READING PASSAGE:
____________________
The University of St Andrews Students' Association and Athletic Union have several elected positions which entitle the holder to wear a gown emblazoned with the coats of arms of the Students' Association or Athletic Union and the coat of arms of the University.
- Association President: Full length red gown with blue facings and collar.
- Director of Student Development & Activities: Full length black gown with purple facings and collar.
- Director of Education: Full length black gown with blue facings and collar.
- Director of Events & Services: Full length black gown with gold facings and collar.
- Director of Wellbeing: Full length black gown with green facings and collar.
- President of the Athletic Union: Full length black gown with sky blue facings emblazoned with Full Blue and Half Blue crest.
- Association Chair: Full length black gown with red facings and collar.
- Association LGBT+ Officer: Full length navy gown with rainbow facings.
____________________
RECORDS:
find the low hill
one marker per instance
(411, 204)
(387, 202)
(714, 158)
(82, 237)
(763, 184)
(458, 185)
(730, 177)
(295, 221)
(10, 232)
____________________
TASKS TO COMPLETE:
[1] In the passage on St Andrews student gowns, what color are the facings on the Director of Wellbeing's gown?
[2] Say whether each statement agrees with the passage on St Andrews student gowns, and quote the words that decide it: (a) The Association President wears a full length black gown. (b) The Association LGBT+ Officer's gown is navy with rainbow facings. (c) The Director of Education's gown has gold facings.
[3] Carry the passage on St Andrews student gowns forward from its final line.
The material is separate from the passage on St Andrews student gowns.

EXPECTED RESULTS:
[1] Green.

[2]
(a) No: "Association President: Full length red gown with blue facings and collar."
(b) Yes: "Association LGBT+ Officer: Full length navy gown with rainbow facings."
(c) No: "Director of Education: Full length black gown with blue facings and collar."

[3]
- SSC Charities Officer: Full length blue gown with blue facings and collar.
- SSC Debates Officer: Full length blue gown with pink facings and collar.
- SSC Volunteering Officer: Full length blue gown with green facings and collar.
- SSC Postgraduate Officer: Full length red gown with red facings and collar.
- SSC Societies Officer: Full length black gown with blue facings and collar.

Additionally, the President of St Mary's College is entitled to wear a graduate dress gown with lace adornments on the sleeve and purple silk lapels. The gown has the shield of St Mary's College on the left breast in fine stitching and bronze filigree.